____ Sezione del documento

SFIDE METROPOLITANE / Monteboro, un vivaio di campioni a misura d'uomo

Le storie della crisi a Firenze e dintorni raccontate da un gruppo di giovani TERZA PUNTATA: SAN CASCIANO / SECONDA PUNTATA: VICCHIO E SCARPERIA / PRIMA PUNTATA: POMINO

Il centro sportivo di Monteboro (foto di Eva Bagnoli)

Il centro sportivo di Monteboro (foto di Eva Bagnoli)

Sfide Metropolitane, quarta puntata: Firenze - Empoli (Monteboro), 36.5 km

Firenze, 7 settembre 2015 - Sfide Metropolitane è un reportage sulla crisi realizzato da quattro giovani fiorentini. Ogni lunedì, sulle pagine online de La Nazione, racconteranno con testi, foto e video tutti gli aspetti della crisi, le storie di chi si trova in difficoltà e di chi ce l'ha fatta. Ecco la quarta puntata, con la tappa Firenze-Monteboro.

Assane Dioussè, diciotto anni ancora da compiere, è solo l’ultimo di tanti. Arrivato in Italia nel 2010, da Dakar, per raggiungere il padre, fin da subito nelle giovanili ha impressionato per doti fisiche e qualità tecnica espresse, che lo hanno aiutato nel compiere una scalata progressiva e repentina. Assane è un centrocampista, gioca in Serie A, nell’Empoli, e recentemente ha stupito un po' tutti per la personalità mostrata in uno degli stadi più importanti d’Italia, San Siro, considerato la “Scala del calcio”. Chi non segue “lo sport più amato dagli italiani” non si preoccupi, oggi non parliamo di calcio, ma di vivai, di giovani promesse, di crescita, di investimenti, di un’eccellenza del nostro territorio metropolitano.

L’Empoli Football Club, seppur considerata una provinciale di poca tradizione, fu fondata nel 1920, ed ha all’attivo ottanta partecipazioni ai campionati nazionali. Sotto la guida dell’attuale presidente Fabrizio Corsi, proprietario dal 1991, si sta affermando come una realtà piccola ma molto solida del pallone nostrano, oscillando tra la massima serie e quella cadetta con decine di giovani promesse scoperte, allevate e lanciate nel grande calcio. Arrivati fuori dallo stadio “Carlo Castellani” abbiamo trovato dei tifosi in attesa che la prima squadra entrasse in campo per allenarsi, in uno di quei momenti di preparazione estiva precampionato che sono il modo per riprendere un discorso interrotto qualche settimana prima. Abbiamo trovato un clima rilassato e familiare, quasi inusuale per una formazione di Serie A che l’anno precedente si è affermata con ottimi risultati. Di qua dai cancelli traspirava il quieto amore per una squadra e per i suoi principi: valori che rispecchiano la realtà in cui sono cresciuti. Il nostro reale interesse, però, era scoprire cosa c’è dietro una società che punta per vocazione sui giovani di talento “fatti in casa”, i ragazzi cresciuti nel vivaio - quello che oggi va tanto di moda chiamare “cantera”.

________

- Attività previste -
1 - Secondo il reportage su Monteboro, in che anno fu fondata l'Empoli Football Club?
2 - Riprendi il reportage su Monteboro e proseguilo a partire dalla sua ultima frase.
Le voci riportate più avanti non servono per svolgere il lavoro.

____ Dati grezzi

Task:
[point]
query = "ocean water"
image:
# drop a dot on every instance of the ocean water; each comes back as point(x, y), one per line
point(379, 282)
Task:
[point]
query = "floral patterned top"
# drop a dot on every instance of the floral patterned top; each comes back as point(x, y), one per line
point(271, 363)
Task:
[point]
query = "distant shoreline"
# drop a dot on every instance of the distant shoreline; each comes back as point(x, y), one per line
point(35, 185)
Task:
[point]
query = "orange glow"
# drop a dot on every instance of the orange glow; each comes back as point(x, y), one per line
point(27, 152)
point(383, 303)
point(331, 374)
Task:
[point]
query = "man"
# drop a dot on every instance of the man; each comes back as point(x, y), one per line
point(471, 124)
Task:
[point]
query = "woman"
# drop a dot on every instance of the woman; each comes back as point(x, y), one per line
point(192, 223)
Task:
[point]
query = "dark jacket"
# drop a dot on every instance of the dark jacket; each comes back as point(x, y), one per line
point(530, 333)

________

- Risposte fornite -
1 - Nel 1920.

2 -
foto di Eva Bagnoli

Ci siamo allora diretti a Monteboro, dove si allenano primavera, allievi nazionali, esordienti provinciali e pulcini. Dopo qualche rotonda e una strada semi strerrata costeggiata da vigneti, in cima ad una collinetta siamo arrivati alla sede del settore giovanile, una struttura formata da campi da gioco, aree verdi e caseggiati sparsi di diverse dimensioni nei quali sono ospitati uffici, bar, spogliatoi, palestre e un convitto per i ragazzi che provengono da lontano. Un impianto abbastanza grande, molto curato, che si prevede di ingrandire al fine di raccogliervi tutte le categorie giovanili e rendere ancor più percepibile la volontà della società di puntare su uno dei settori giovanili più prolifici della Serie A, un vivaio che quasi ogni anno lancia nuove personalità come quella di Assane o Alessandro Piu altro ragazzo in prima squadra proveniente dalle giovanili.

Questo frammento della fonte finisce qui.